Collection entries
^^^^

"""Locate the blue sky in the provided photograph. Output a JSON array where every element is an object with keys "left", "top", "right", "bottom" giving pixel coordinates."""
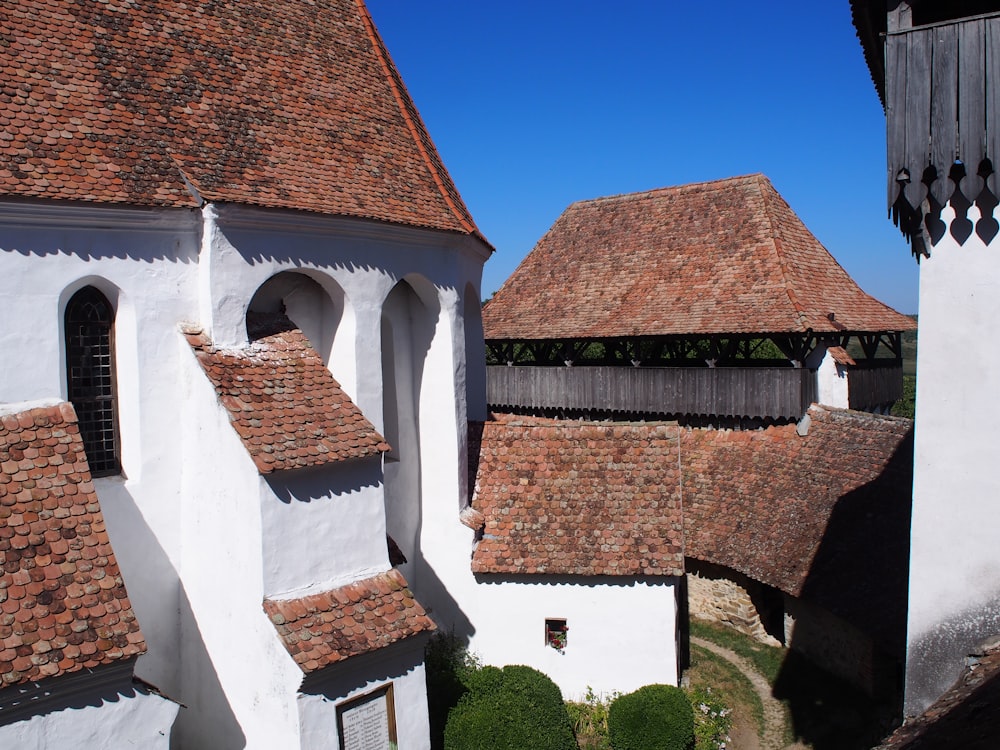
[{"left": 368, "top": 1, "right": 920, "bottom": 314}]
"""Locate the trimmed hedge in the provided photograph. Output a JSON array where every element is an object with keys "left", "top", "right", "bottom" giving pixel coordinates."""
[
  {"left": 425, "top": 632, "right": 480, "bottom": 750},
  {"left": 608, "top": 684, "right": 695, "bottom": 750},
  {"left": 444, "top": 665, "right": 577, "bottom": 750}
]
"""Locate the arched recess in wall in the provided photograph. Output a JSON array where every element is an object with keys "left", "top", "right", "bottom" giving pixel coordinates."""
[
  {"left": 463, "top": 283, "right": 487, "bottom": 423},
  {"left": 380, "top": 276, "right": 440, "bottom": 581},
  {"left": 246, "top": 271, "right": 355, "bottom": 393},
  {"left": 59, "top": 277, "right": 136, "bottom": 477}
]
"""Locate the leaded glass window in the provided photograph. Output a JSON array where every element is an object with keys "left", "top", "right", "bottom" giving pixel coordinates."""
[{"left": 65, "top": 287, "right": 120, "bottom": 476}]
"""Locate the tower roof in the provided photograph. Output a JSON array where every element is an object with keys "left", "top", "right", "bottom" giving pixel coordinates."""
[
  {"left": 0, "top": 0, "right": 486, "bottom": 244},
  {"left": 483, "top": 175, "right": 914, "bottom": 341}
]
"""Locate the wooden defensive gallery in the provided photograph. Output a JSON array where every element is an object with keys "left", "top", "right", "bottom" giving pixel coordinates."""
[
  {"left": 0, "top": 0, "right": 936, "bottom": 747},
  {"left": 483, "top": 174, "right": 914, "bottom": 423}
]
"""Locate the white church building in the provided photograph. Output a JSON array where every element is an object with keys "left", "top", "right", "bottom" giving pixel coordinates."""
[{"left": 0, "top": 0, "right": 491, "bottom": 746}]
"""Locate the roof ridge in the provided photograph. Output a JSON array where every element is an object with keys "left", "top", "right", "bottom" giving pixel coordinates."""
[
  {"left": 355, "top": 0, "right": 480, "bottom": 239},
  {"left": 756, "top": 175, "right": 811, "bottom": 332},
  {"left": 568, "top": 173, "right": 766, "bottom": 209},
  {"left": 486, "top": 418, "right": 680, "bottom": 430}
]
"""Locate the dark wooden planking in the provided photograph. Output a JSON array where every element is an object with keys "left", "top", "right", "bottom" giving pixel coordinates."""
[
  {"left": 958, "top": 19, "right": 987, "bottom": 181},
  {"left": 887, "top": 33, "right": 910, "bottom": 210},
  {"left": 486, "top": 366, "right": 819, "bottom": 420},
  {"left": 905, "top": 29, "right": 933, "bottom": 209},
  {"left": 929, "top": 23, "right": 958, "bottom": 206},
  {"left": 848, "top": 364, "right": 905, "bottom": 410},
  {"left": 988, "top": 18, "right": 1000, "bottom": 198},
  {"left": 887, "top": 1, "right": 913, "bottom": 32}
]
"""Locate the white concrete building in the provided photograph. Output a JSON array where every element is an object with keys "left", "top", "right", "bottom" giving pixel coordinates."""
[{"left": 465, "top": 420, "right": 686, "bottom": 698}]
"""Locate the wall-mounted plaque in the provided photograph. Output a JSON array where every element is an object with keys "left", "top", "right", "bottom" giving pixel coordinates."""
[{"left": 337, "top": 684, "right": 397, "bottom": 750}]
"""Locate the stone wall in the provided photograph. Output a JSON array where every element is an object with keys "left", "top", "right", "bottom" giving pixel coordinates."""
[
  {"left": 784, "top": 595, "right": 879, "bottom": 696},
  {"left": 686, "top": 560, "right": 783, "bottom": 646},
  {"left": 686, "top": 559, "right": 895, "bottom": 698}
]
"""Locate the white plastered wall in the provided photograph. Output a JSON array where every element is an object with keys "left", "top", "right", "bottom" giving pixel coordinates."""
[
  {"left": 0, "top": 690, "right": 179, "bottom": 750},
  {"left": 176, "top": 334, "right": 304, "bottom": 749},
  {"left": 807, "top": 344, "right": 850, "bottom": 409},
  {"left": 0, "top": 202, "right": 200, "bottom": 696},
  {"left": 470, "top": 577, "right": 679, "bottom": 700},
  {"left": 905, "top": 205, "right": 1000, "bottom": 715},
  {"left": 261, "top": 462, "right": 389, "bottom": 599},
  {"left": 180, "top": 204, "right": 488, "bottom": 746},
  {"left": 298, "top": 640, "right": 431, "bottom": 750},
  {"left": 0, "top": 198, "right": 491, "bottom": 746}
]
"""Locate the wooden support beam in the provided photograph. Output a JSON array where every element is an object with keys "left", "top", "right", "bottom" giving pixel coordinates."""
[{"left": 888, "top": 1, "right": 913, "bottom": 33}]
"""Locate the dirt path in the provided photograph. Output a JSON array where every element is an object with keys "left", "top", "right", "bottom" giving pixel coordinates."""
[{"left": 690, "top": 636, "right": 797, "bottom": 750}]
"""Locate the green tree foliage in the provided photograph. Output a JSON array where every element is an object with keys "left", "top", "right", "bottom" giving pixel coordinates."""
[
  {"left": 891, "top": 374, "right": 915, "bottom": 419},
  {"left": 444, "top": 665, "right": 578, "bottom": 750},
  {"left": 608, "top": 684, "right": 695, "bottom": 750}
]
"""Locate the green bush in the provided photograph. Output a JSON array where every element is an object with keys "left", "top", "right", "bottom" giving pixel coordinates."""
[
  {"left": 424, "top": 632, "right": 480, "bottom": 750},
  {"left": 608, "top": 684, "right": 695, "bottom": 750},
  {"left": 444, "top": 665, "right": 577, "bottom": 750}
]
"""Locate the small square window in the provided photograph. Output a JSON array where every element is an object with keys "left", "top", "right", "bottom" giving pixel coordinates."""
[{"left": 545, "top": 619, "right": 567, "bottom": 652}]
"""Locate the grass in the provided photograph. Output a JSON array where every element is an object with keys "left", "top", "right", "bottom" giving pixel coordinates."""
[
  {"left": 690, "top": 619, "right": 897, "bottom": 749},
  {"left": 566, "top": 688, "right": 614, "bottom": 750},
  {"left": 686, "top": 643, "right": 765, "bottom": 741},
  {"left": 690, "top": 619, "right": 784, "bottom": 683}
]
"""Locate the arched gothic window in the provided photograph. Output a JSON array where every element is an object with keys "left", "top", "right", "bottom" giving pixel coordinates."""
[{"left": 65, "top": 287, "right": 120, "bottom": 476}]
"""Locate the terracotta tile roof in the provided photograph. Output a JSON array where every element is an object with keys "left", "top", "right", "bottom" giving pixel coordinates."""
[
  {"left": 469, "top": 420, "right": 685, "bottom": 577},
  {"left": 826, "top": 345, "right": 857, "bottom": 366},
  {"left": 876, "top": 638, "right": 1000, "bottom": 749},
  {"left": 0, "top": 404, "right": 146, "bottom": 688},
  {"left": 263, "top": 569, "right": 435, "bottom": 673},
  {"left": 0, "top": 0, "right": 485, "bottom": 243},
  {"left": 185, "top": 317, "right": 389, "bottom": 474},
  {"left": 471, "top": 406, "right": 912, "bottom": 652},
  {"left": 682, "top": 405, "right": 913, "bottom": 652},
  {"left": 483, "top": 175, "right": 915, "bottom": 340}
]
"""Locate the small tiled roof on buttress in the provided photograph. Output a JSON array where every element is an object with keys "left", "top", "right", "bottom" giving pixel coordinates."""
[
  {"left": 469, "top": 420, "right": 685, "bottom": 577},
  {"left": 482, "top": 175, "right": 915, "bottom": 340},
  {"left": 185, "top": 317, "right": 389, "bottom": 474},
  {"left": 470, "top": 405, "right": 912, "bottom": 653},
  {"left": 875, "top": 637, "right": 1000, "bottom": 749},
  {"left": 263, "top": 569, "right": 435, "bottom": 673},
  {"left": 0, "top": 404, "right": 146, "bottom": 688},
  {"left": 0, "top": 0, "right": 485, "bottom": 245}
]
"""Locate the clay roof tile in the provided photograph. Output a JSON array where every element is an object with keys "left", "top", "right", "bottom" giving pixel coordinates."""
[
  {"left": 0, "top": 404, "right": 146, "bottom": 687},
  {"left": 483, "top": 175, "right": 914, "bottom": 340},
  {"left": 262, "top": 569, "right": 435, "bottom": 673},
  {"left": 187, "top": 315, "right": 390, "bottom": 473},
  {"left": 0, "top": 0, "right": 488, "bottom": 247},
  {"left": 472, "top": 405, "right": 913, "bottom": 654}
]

^^^^

» **WORK INSTRUCTION**: Only what runs from the line containing "the clay roof" through the final line of the entries above belongs in the answer, restated exactly.

» **EXERCISE OUTPUT**:
"""Locate the clay roof tile in the provided photograph. Output a JSON array where every element is an object with keys "left", "top", "right", "bottom" giving pixel coordinates."""
[
  {"left": 0, "top": 404, "right": 146, "bottom": 687},
  {"left": 483, "top": 175, "right": 914, "bottom": 340},
  {"left": 262, "top": 569, "right": 435, "bottom": 673},
  {"left": 187, "top": 315, "right": 390, "bottom": 473},
  {"left": 0, "top": 0, "right": 488, "bottom": 247},
  {"left": 472, "top": 405, "right": 913, "bottom": 654}
]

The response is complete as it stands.